__Exercise requirements__
Give as output the line that contains "jeans in this photo, one point per instance.", followed by every remaining line of the entries, unchanged and with nothing added.

__Task input__
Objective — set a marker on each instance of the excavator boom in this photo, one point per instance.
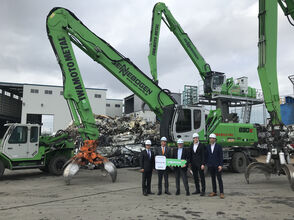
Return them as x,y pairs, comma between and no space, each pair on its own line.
159,10
63,26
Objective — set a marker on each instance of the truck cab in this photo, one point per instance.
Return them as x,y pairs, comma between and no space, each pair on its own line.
22,147
21,141
182,121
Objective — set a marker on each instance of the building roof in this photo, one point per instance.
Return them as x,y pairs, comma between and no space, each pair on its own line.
17,88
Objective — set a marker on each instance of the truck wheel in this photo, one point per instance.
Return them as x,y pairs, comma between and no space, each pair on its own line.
56,165
44,169
2,168
239,162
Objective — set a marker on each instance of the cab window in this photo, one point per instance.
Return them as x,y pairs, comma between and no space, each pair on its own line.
34,134
184,121
19,135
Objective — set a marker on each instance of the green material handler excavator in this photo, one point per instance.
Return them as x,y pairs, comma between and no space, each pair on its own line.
277,136
176,121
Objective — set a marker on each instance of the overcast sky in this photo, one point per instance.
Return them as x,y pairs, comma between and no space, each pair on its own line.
225,33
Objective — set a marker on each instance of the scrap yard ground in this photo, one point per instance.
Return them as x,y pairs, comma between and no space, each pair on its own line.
31,194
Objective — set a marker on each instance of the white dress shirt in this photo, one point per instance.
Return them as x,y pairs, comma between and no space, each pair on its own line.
195,147
212,147
180,150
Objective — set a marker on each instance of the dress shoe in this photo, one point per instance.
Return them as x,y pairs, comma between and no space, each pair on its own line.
212,194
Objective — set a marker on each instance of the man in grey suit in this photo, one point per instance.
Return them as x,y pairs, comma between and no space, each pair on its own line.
163,150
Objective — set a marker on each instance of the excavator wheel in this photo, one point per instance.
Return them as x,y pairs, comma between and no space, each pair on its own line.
258,166
56,165
2,168
239,162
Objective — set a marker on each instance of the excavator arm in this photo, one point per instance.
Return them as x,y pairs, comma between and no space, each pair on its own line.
278,155
64,27
213,80
161,12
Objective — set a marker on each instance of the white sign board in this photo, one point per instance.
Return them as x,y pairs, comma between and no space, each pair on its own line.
160,162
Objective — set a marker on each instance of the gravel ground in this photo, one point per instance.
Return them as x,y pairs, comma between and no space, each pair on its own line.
31,194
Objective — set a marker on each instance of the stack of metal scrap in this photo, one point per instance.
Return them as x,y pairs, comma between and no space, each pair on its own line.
121,139
125,130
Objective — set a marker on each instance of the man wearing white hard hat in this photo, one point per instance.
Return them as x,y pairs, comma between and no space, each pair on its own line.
197,160
215,165
182,154
163,150
147,163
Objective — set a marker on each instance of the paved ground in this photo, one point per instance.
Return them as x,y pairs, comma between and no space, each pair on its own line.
31,194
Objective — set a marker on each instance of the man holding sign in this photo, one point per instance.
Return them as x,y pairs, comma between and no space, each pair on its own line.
181,154
147,166
163,150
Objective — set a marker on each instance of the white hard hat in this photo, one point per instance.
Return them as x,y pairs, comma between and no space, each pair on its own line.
195,135
212,136
180,141
147,142
163,139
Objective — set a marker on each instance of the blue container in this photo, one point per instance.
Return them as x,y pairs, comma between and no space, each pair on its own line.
287,112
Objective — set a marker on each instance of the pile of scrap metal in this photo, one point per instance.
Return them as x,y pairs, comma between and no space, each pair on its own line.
121,138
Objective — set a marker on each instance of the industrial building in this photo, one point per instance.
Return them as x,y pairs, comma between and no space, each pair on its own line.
134,105
34,103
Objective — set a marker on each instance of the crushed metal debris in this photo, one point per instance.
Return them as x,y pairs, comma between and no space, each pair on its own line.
121,139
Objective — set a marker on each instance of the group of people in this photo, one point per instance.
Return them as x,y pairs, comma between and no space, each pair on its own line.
197,156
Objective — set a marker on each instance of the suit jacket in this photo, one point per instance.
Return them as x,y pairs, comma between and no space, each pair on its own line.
197,159
146,162
214,159
167,152
185,156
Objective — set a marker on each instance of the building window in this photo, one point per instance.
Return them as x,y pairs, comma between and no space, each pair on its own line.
49,92
34,90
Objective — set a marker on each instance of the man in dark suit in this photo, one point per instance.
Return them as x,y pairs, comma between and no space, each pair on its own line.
147,165
163,150
215,165
183,154
197,160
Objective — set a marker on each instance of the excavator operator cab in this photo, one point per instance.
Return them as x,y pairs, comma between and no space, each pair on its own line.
213,82
181,122
21,141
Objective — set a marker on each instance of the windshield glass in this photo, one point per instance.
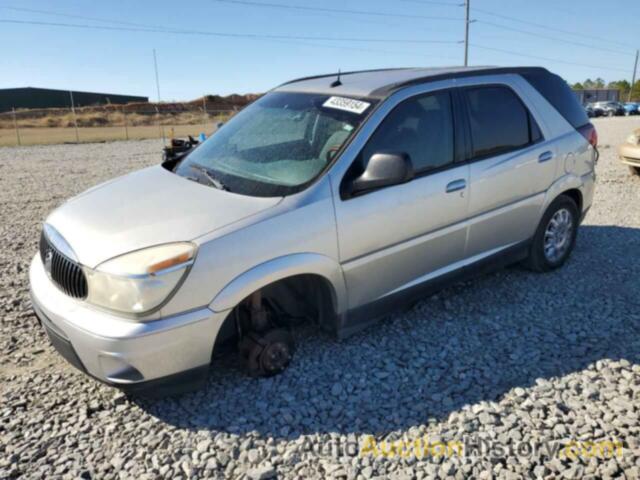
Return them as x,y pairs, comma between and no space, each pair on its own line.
277,145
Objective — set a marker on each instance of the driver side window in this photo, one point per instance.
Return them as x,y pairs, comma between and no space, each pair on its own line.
422,127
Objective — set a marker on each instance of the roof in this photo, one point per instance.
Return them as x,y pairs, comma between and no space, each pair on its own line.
381,83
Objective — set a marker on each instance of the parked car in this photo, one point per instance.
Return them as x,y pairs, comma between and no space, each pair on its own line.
611,109
332,200
631,108
593,111
630,152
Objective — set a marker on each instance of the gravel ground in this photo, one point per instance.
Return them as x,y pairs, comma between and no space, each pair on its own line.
514,358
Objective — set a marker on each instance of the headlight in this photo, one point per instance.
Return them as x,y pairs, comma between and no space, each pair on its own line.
140,281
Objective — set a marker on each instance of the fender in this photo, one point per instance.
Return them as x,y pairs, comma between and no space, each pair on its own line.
569,181
278,269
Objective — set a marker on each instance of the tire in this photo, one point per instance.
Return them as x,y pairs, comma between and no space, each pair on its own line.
549,252
269,353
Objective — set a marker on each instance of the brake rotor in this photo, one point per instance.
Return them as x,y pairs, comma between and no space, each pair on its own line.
268,354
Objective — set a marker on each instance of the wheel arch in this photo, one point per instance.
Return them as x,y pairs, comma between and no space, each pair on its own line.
569,185
318,267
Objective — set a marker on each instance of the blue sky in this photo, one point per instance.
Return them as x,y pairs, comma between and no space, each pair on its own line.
592,38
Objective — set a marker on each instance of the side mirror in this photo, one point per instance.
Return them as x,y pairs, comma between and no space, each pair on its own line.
383,170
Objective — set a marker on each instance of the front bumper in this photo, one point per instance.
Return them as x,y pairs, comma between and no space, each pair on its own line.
135,356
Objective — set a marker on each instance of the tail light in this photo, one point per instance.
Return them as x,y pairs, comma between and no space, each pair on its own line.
588,131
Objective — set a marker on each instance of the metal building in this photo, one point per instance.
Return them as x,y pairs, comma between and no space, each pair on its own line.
30,97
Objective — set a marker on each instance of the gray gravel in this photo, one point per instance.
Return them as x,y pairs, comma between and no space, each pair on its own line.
510,357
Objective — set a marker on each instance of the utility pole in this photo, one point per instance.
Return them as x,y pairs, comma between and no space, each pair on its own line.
633,77
73,112
155,66
466,33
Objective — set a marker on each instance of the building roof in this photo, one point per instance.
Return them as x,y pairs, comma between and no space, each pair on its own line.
381,83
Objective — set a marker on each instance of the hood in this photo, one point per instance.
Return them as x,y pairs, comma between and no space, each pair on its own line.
145,208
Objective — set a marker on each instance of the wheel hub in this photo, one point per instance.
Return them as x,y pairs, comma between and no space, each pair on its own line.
558,235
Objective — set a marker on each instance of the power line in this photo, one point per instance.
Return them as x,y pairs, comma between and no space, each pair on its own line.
555,39
334,10
428,2
547,27
556,60
155,29
69,15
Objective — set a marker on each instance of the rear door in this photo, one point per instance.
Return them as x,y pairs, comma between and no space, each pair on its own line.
511,167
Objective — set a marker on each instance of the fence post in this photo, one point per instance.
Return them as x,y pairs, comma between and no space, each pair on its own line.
15,125
126,127
205,114
75,120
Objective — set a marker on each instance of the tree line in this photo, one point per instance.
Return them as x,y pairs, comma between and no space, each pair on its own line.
623,85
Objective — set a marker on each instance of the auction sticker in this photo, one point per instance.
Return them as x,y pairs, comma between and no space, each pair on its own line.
346,104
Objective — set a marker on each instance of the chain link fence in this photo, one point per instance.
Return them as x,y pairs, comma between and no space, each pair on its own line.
109,122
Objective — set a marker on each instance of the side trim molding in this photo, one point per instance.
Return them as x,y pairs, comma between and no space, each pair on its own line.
363,316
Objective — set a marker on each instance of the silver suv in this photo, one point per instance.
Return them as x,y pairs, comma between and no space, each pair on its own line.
331,199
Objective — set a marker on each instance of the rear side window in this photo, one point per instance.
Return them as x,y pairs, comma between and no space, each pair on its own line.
499,121
560,95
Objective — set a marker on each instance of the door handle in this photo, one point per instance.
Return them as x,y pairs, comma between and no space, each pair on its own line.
456,185
545,157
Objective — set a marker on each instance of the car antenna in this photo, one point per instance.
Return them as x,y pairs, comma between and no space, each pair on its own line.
337,82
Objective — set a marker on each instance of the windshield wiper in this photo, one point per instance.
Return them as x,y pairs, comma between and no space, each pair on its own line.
209,176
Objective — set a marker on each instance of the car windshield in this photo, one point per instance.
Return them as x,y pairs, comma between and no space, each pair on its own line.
277,145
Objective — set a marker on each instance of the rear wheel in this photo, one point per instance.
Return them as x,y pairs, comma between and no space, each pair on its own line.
555,236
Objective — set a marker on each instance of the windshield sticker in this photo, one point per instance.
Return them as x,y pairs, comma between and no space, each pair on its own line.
346,104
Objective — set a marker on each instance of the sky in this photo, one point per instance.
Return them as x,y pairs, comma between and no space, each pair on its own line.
577,39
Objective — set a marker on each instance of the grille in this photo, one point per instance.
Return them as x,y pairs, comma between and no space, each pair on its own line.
65,273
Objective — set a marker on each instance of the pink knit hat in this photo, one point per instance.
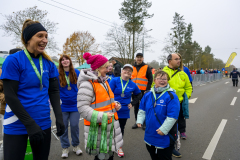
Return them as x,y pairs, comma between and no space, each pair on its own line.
96,61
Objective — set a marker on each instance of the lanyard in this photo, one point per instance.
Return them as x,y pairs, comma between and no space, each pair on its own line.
67,79
154,94
123,88
111,137
35,68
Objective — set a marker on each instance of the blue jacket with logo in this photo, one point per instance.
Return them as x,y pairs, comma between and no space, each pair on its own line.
234,74
165,107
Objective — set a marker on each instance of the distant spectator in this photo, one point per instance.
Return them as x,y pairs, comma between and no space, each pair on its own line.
117,68
235,74
194,72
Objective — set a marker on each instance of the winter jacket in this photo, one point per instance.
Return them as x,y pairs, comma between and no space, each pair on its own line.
117,70
234,74
179,82
85,98
148,74
185,106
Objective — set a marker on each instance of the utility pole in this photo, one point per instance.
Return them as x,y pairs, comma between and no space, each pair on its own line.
143,41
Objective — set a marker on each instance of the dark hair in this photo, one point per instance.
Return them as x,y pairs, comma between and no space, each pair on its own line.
72,74
161,73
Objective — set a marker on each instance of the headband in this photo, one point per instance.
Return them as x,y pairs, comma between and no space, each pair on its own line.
31,30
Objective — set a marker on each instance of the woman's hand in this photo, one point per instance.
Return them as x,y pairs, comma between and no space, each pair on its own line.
160,132
129,106
117,106
109,114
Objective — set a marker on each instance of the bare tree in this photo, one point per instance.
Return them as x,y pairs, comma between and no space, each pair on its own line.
119,43
79,43
14,23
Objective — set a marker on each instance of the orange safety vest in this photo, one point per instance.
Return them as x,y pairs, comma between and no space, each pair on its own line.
103,102
140,77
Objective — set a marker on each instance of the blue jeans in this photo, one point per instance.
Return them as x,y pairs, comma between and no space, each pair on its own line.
73,117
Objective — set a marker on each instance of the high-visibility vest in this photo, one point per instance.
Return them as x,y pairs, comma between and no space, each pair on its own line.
139,77
104,102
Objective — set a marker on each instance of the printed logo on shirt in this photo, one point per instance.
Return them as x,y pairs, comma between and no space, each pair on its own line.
45,71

__Solution below__
Objective — set a marker on each instance of the blue jeans in this photo, one point per instance.
Return them as x,y pairs, comma between and no space, each pair on its own line.
73,117
Objective — set a marker on each instance of the high-visibility vest in this photo, one point per instance.
Return them as x,y pairs, comma between and no space, each pair on its own line.
139,77
104,102
Objective — set a marker on each instance of the printed logo on shirt in this photo, one point per instance.
Return them as x,y pairs, comma between and no space, each pair on its own line.
45,71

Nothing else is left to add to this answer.